=== Provided records ===
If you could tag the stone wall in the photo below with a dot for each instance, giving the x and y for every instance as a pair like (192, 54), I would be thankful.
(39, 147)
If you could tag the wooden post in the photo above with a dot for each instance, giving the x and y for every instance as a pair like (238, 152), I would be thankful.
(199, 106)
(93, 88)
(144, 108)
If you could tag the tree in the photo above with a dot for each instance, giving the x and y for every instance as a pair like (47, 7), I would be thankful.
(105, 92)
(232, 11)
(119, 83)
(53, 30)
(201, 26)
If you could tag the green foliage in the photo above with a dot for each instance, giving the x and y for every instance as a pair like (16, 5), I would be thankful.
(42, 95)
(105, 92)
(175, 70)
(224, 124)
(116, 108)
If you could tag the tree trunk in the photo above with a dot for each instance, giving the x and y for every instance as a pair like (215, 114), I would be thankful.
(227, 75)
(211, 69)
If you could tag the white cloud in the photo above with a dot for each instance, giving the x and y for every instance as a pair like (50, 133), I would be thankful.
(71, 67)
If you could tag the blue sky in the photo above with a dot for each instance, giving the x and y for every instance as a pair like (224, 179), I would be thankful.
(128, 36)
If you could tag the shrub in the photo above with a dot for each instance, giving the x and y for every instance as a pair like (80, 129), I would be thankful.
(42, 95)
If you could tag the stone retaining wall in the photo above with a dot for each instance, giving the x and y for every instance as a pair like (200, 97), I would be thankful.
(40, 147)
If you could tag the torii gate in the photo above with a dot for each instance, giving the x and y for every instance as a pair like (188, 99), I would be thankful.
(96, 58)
--
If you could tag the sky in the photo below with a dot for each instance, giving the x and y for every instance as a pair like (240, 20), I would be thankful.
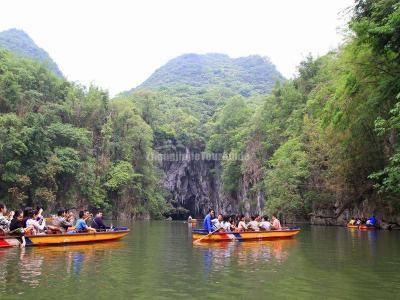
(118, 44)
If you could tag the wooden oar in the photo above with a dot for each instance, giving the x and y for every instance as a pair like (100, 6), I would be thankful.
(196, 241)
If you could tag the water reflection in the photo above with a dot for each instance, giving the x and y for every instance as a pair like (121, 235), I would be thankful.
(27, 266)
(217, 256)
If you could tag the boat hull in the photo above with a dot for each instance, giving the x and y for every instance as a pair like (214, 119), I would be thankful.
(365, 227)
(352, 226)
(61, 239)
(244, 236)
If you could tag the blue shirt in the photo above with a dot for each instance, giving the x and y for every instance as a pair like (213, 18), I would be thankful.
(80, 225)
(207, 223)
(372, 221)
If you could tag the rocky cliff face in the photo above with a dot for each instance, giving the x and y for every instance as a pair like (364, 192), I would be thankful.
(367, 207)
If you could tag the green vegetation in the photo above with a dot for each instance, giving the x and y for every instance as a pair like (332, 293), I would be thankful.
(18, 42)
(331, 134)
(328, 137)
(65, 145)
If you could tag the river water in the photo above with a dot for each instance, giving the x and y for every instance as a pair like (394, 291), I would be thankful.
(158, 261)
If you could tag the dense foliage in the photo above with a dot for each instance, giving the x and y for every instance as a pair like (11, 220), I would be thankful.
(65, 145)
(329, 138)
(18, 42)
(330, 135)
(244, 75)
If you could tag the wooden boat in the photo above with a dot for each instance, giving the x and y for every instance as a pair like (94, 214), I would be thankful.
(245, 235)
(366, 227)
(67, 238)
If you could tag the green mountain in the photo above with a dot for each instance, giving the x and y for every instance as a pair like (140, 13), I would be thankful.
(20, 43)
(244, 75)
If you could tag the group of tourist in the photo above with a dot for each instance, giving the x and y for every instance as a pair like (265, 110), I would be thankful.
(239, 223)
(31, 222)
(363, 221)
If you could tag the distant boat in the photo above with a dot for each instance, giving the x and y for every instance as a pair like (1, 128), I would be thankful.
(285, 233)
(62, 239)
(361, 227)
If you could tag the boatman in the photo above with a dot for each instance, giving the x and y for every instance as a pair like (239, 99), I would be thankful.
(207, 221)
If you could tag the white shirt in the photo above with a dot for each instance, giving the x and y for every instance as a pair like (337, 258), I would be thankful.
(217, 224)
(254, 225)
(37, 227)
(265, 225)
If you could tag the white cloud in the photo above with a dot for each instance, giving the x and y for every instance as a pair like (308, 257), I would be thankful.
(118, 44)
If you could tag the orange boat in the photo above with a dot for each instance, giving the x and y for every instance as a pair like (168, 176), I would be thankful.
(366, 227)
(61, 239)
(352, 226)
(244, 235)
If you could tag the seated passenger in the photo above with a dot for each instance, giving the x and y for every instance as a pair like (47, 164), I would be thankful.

=== Stated goal ===
Turn the data above into a numbered list with one line per item and no blank lines. Begin at the line that contains "If you could tag the distant" and stop after the line that contains "If you could tag the seated".

=== Solution to the problem ===
1. If you could tag the distant boat in the photo above with a dot for each instance, giving the x and y for every instance as a pair like (1, 128), I would be thankful.
2. (285, 233)
3. (62, 239)
4. (361, 227)
5. If you could tag the boatman in the photo above with a dot for each instance, giving the x and y for every instance as a pair like (239, 99), I would be thankful.
6. (207, 221)
7. If you could tag the white shirt in the photo above with a dot for each instance, giving the x and y for every instance as a pair like (337, 258), I would be thankful.
8. (217, 224)
9. (254, 225)
10. (37, 227)
11. (265, 225)
12. If you could tag the white cloud in the photo above with a dot for each instance, giving the x and y for every instance as a pair like (308, 257), I would be thankful.
13. (118, 44)
14. If you could tag the orange boat in the photo above with a dot for each instance, giving the x and y for every instance as a pair like (168, 176), I would be thankful.
15. (366, 227)
16. (61, 239)
17. (352, 226)
18. (244, 235)
19. If you could tag the seated passenger in the photo above with a dot for each instance, giving the x and y for every instance as a pair like (47, 164), I would be thankful.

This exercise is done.